╭─ Exercise text

Anime executive wants to clear wreckage as soon as possible for the sake of people living in the neighborhood.

Last Thursday, the Kyoto City, Fushimi Ward animation studio of anime production company Kyoto Animation was the site of a horrific arson attack. 76 employees were inside the building at the time, which had had some of its standard security protocols shut down due to guests scheduled to visit that day, and 34 of the victims lost their lives, either at the scene or in the hospital.

Police have taken into custody 41-year-old Shinji Aoba, who witnesses report said “They stole my novel, so I set the fire” as officers subdued him shortly following the outbreak of the fire. Aoba also sustained burns in the incident, and remains hospitalized.

╰─
╭─ Collected material

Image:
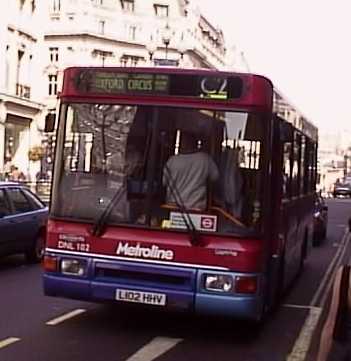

╰─

• Required actions
- 1) Answer these questions from the article on the Kyoto Animation arson attack, one per line:
(a) How many employees were inside the building at the time of the attack?
(b) How old is the man police took into custody?
(c) In which city and ward is the attacked animation studio located?
- 2) Shorten the paragraph of the article on the Kyoto Animation arson attack that begins "Last Thursday, the Kyoto City," keeping its main facts.
- 3) Give back, unchanged, the passage of the article on the Kyoto Animation arson attack from "Last Thursday, the" up to and including "in the hospital.".

• Answers by item
- 1)
(a) 76
(b) 41
(c) Kyoto City, Fushimi Ward

- 2) Last Thursday, Kyoto Animation's studio in Fushimi Ward, Kyoto City, was the target of an arson attack. Of the 76 employees inside, 34 died, either at the scene or in the hospital. Some of the building's standard security protocols had been shut down that day because guests were scheduled to visit.

- 3)
Last Thursday, the Kyoto City, Fushimi Ward animation studio of anime production company Kyoto Animation was the site of a horrific arson attack. 76 employees were inside the building at the time, which had had some of its standard security protocols shut down due to guests scheduled to visit that day, and 34 of the victims lost their lives, either at the scene or in the hospital.